TEXT SECTION:
--------
An aerial view of former President Donald Trump’s Mar-a-Lago estate is seen Aug. 10, 2022, in Palm Beach, Fla. (AP Photo/Steve Helber, File), Trump (inset left) (File Photo by: zz/Dennis Van Tine/STAR MAX/IPx)
When the FBI searched Donald Trump’s Mar-a-Lago property on Aug. 8, 2022, what followed were incessant criticisms of an “unannounced raid” and “siege,” a search of the former president’s Florida home his allies also called “unprecedented” and “unconstitutional.” Trump’s defense, however, is now arguing as part of a bid to compel discovery in the Espionage Act case that the FBI’s search didn’t go far enough.
In a supplemental filing to their duel with special counsel Jack Smith, the defense for co-defendant Walt Nauta reiterated their demand, on behalf of Trump and Carlos De Oliveira as well, for “records concerning the FBI’s apparent failure to search several areas of President Trump’s residence during their execution of a search warrant on Mar-a-Lago.”
“That such information would be discoverable is beyond dispute,” the defense asserted, before explaining their theory is that Trump and his co-defendants could hardly be persuasively accused of concealing boxes of classified documents from Trump Attorney 1, namely Evan Corcoran, and a grand jury when there’s “unequivocally material” evidence that may undermine the prosecution’s case.
Calling Smith’s allegations a “conspiracy theory,” the defense first assigned blame to Corcoran and then said the FBI failed to search a “‘hidden room’ behind a bureau in President Trump’s bedroom” and a locked closet.
In February, it was reported that Smith interviewed witnesses about the “hidden room” to which Trump lawyers referred. ABC reported, citing anonymous sources, that the FBI neither searched the locked closet nor the “hidden room” adjacent to Trump’s bedroom.
More Law&Crime coverage: Trump had weird ‘you’re the man’ reaction to Mar-a-Lago visitor who warned of indictment
Notably, the Trump campaign reacted to the report on the “hidden room” by slamming the probes of the former president are an act of desperation on the part of the Biden administration, but now the former president is using the FBI’s search deficiency in a court filing to help mount a defense by providing an alternate explanation for the moving around of the boxes.
--------
Labeled region records
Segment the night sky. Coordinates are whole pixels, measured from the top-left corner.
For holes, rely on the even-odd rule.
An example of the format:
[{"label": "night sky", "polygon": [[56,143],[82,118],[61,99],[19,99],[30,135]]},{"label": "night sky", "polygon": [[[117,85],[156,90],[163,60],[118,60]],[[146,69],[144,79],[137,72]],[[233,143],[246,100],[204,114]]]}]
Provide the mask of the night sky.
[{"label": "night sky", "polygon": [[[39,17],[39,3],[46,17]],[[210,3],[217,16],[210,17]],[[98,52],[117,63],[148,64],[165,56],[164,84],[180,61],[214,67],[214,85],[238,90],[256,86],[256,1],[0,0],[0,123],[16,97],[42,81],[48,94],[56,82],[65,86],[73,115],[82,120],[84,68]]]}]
--------
DIRECTIVE: In the Mar-a-Lago article, list the four quoted terms applied to the FBI search in the sentence beginning "When the FBI searched". These records aren't needed for the work.

WRITTEN SOLUTION:
- unannounced raid
- siege
- unprecedented
- unconstitutional